*Written task:* Write out all of the records below line for line, with nothing changed.

━━━━━━━━━━

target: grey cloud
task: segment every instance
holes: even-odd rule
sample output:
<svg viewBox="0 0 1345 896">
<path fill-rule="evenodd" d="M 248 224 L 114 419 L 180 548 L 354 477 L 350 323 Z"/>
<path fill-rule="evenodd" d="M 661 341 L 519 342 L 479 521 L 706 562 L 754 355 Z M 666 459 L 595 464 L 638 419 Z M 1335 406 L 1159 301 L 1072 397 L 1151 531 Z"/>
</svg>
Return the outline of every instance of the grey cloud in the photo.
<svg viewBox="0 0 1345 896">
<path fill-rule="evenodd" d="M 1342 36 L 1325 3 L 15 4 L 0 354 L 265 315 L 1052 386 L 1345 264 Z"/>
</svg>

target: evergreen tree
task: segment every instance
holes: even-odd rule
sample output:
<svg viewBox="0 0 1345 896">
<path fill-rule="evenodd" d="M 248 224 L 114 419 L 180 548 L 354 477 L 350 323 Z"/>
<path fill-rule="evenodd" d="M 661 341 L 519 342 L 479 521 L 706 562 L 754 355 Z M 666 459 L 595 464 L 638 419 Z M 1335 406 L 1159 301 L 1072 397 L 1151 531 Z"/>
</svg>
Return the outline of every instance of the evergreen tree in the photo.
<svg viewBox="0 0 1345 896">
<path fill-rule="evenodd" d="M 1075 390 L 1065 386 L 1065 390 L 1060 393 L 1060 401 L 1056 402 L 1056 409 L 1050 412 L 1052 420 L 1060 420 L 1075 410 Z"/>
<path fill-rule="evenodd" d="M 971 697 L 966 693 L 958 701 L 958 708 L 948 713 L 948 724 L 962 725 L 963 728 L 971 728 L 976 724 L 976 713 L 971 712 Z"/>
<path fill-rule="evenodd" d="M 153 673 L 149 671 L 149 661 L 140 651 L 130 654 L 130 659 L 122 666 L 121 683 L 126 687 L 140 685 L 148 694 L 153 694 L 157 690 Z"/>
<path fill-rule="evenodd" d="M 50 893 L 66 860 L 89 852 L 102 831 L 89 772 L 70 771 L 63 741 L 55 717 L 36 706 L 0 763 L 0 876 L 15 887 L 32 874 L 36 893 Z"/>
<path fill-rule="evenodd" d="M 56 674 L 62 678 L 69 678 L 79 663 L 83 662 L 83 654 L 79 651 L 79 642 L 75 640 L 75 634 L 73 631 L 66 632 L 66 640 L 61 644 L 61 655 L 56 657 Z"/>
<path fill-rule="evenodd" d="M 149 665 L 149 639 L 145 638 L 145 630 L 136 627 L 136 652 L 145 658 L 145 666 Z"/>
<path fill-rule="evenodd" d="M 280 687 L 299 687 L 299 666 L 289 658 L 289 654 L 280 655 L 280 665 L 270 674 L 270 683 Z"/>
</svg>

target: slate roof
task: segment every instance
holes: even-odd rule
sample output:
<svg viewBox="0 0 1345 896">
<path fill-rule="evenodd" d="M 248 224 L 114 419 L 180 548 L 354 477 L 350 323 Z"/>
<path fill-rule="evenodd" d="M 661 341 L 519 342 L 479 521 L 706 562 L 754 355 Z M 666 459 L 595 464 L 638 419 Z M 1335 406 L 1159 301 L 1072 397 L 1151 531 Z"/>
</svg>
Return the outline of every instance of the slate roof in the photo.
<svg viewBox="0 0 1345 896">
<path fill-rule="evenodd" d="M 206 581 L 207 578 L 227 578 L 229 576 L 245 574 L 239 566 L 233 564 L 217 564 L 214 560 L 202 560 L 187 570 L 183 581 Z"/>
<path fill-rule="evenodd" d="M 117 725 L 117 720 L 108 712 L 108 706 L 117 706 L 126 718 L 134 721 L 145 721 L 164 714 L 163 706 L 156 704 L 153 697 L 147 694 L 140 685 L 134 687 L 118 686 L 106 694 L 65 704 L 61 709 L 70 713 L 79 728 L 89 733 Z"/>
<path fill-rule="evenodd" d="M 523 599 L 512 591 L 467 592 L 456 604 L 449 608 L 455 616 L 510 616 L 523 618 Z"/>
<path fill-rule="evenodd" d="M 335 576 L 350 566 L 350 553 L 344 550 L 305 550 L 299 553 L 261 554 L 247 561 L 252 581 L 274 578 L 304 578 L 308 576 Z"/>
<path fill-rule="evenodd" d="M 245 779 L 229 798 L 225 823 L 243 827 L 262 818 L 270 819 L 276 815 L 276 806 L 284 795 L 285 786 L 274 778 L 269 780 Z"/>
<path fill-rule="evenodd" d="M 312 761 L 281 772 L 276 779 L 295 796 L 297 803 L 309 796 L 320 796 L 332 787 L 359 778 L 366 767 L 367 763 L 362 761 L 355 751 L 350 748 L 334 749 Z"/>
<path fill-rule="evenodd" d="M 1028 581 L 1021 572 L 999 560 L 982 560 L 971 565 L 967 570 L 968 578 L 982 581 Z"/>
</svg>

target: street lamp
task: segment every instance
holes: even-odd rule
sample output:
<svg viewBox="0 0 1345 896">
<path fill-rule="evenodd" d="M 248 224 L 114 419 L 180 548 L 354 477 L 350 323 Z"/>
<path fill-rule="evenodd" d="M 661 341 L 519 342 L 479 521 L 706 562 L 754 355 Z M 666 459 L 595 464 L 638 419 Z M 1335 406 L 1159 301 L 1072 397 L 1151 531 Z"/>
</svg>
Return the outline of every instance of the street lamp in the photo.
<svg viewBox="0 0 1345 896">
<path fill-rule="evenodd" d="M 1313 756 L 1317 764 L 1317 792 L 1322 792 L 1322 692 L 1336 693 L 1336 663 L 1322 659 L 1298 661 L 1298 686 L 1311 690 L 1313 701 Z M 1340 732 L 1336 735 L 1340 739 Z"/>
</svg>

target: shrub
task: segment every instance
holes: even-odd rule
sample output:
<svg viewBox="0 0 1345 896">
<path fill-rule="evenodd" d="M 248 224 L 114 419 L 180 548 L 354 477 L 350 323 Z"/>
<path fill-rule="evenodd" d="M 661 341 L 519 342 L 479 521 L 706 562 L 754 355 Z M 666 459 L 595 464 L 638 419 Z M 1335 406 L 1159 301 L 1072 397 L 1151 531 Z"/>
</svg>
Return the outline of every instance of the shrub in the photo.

━━━━━━━━━━

*Solution:*
target: grey cloud
task: segment every instance
holes: even-odd rule
sample output:
<svg viewBox="0 0 1345 896">
<path fill-rule="evenodd" d="M 248 224 L 114 419 L 180 548 L 354 477 L 350 323 Z"/>
<path fill-rule="evenodd" d="M 661 341 L 519 342 L 479 521 L 706 562 L 754 355 Z M 666 459 L 595 464 L 638 419 Z M 1335 406 L 1159 301 L 1072 397 L 1151 531 Z"/>
</svg>
Return the outline of every instance of the grey cloud in the photo.
<svg viewBox="0 0 1345 896">
<path fill-rule="evenodd" d="M 1342 36 L 1325 3 L 15 4 L 0 354 L 265 315 L 1052 386 L 1345 264 Z"/>
</svg>

target: evergreen tree
task: segment every instance
holes: even-odd rule
sample output:
<svg viewBox="0 0 1345 896">
<path fill-rule="evenodd" d="M 248 224 L 114 419 L 180 548 L 354 477 L 350 323 Z"/>
<path fill-rule="evenodd" d="M 661 341 L 519 342 L 479 521 L 706 562 L 754 355 Z M 666 459 L 595 464 L 638 419 Z M 1335 406 L 1159 301 L 1072 397 L 1151 531 Z"/>
</svg>
Return the outline of every instance of the evergreen tree in the photo.
<svg viewBox="0 0 1345 896">
<path fill-rule="evenodd" d="M 1075 390 L 1065 386 L 1065 390 L 1060 393 L 1060 401 L 1056 402 L 1056 409 L 1050 412 L 1052 420 L 1060 420 L 1075 410 Z"/>
<path fill-rule="evenodd" d="M 971 697 L 966 693 L 958 701 L 958 708 L 948 713 L 948 724 L 962 725 L 963 728 L 971 728 L 976 724 L 976 713 L 971 712 Z"/>
<path fill-rule="evenodd" d="M 153 673 L 149 671 L 149 661 L 140 651 L 130 654 L 130 659 L 122 666 L 121 683 L 126 687 L 140 685 L 148 694 L 153 694 L 157 690 Z"/>
<path fill-rule="evenodd" d="M 50 893 L 66 860 L 89 852 L 102 831 L 89 772 L 70 771 L 63 741 L 55 717 L 36 706 L 0 763 L 0 876 L 15 887 L 32 874 L 36 893 Z"/>
<path fill-rule="evenodd" d="M 56 674 L 62 678 L 69 678 L 79 663 L 83 662 L 83 654 L 79 651 L 79 642 L 75 640 L 75 634 L 73 631 L 66 632 L 66 640 L 61 644 L 61 655 L 56 657 Z"/>
<path fill-rule="evenodd" d="M 149 665 L 149 639 L 145 638 L 145 630 L 136 627 L 136 652 L 145 658 L 145 666 Z"/>
<path fill-rule="evenodd" d="M 280 687 L 299 687 L 299 666 L 289 658 L 289 654 L 280 655 L 280 665 L 270 674 L 270 683 Z"/>
</svg>

target: slate roof
task: segment every instance
holes: even-odd rule
sample output:
<svg viewBox="0 0 1345 896">
<path fill-rule="evenodd" d="M 248 224 L 114 419 L 180 548 L 354 477 L 350 323 Z"/>
<path fill-rule="evenodd" d="M 661 341 L 519 342 L 479 521 L 706 562 L 754 355 Z M 666 459 L 595 464 L 638 419 Z M 1335 406 L 1159 301 L 1072 397 L 1151 531 Z"/>
</svg>
Return the outline of every instance of the slate roof in the photo.
<svg viewBox="0 0 1345 896">
<path fill-rule="evenodd" d="M 206 581 L 207 578 L 227 578 L 229 576 L 245 574 L 239 566 L 233 564 L 217 564 L 214 560 L 202 560 L 187 570 L 183 581 Z"/>
<path fill-rule="evenodd" d="M 117 725 L 117 720 L 108 712 L 108 706 L 117 706 L 126 718 L 134 721 L 145 721 L 164 714 L 163 706 L 156 704 L 153 697 L 147 694 L 140 685 L 134 687 L 118 686 L 106 694 L 65 704 L 61 709 L 70 713 L 79 728 L 89 733 Z"/>
<path fill-rule="evenodd" d="M 523 599 L 512 591 L 467 592 L 456 604 L 449 608 L 455 616 L 510 616 L 523 618 Z"/>
<path fill-rule="evenodd" d="M 335 576 L 350 566 L 350 553 L 344 550 L 305 550 L 299 553 L 261 554 L 247 561 L 252 581 L 274 578 L 304 578 L 308 576 Z"/>
<path fill-rule="evenodd" d="M 245 779 L 229 798 L 225 823 L 243 827 L 262 818 L 270 819 L 276 815 L 276 806 L 284 795 L 285 786 L 274 778 L 269 780 Z"/>
<path fill-rule="evenodd" d="M 312 761 L 281 772 L 276 779 L 295 796 L 297 803 L 309 796 L 320 796 L 332 787 L 359 778 L 366 767 L 367 763 L 362 761 L 355 751 L 350 748 L 334 749 Z"/>
<path fill-rule="evenodd" d="M 1028 581 L 1021 572 L 999 560 L 982 560 L 971 565 L 967 570 L 968 578 L 982 581 Z"/>
</svg>

target: street lamp
task: segment every instance
holes: even-odd rule
sample output:
<svg viewBox="0 0 1345 896">
<path fill-rule="evenodd" d="M 248 224 L 114 419 L 180 548 L 354 477 L 350 323 Z"/>
<path fill-rule="evenodd" d="M 661 341 L 519 342 L 479 521 L 706 562 L 754 355 Z M 666 459 L 595 464 L 638 419 Z M 1335 406 L 1159 301 L 1072 397 L 1151 531 Z"/>
</svg>
Return the outline of every instance of the street lamp in the photo.
<svg viewBox="0 0 1345 896">
<path fill-rule="evenodd" d="M 1313 756 L 1317 764 L 1317 792 L 1322 792 L 1322 692 L 1336 693 L 1336 663 L 1322 659 L 1298 661 L 1298 686 L 1311 690 L 1313 701 Z M 1340 732 L 1336 735 L 1340 739 Z"/>
</svg>

target: shrub
task: segment every instance
holes: even-odd rule
sample output:
<svg viewBox="0 0 1345 896">
<path fill-rule="evenodd" d="M 248 224 L 114 419 L 180 548 L 354 477 L 350 323 Z"/>
<path fill-rule="evenodd" d="M 661 341 L 519 342 L 479 521 L 706 562 L 754 355 Z M 666 459 L 595 464 L 638 419 Z M 1335 406 L 1159 301 L 1072 397 L 1151 531 Z"/>
</svg>
Return the outline of every instance of the shrub in the photo.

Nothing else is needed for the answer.